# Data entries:
* Begin *

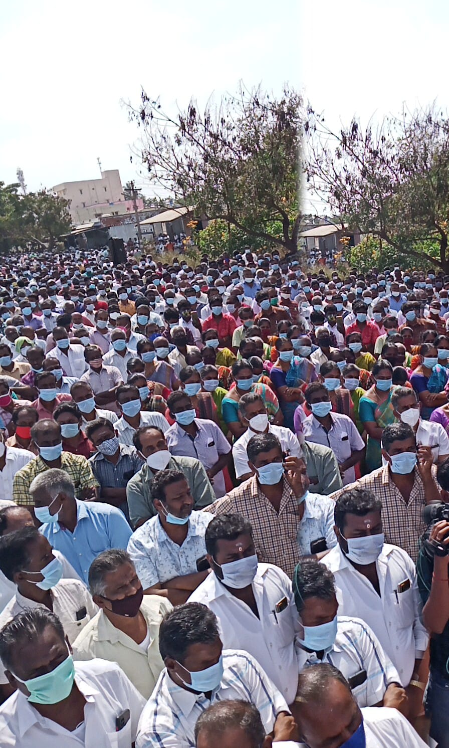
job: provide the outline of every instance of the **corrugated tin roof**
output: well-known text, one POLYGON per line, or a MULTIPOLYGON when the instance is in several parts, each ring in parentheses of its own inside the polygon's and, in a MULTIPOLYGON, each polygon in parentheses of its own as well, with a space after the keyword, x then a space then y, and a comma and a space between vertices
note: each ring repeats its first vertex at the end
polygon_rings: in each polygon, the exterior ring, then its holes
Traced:
POLYGON ((175 221, 176 218, 180 218, 186 213, 188 213, 191 208, 188 208, 184 206, 182 208, 170 208, 169 210, 164 210, 161 213, 158 213, 157 215, 152 215, 151 218, 146 218, 145 221, 140 221, 140 226, 145 226, 148 224, 166 224, 170 223, 170 221, 175 221))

* End *

# WRITTEN REQUEST:
Echo every line of the data entries above verbatim, omitting the pictures.

# IN RESPONSE:
job: provide the outline of every instance of the **corrugated tin roof**
output: well-known text, one POLYGON per line, or a MULTIPOLYGON when the instance is in several parts, each ring in parentheses of its own inside the polygon's and, in a MULTIPOLYGON, each polygon in parentheses of its own as well, with a space after the keyword, x then a space then y, and a comma and a space between vertices
note: each ring repeats its first vertex at the end
polygon_rings: in each polygon, the exterior ring, then its holes
Traced:
POLYGON ((175 221, 176 218, 180 218, 186 213, 188 213, 191 208, 188 208, 184 206, 182 208, 170 208, 169 210, 164 210, 161 213, 158 213, 157 215, 152 215, 151 218, 146 218, 145 221, 140 221, 140 226, 145 226, 148 224, 166 224, 170 223, 170 221, 175 221))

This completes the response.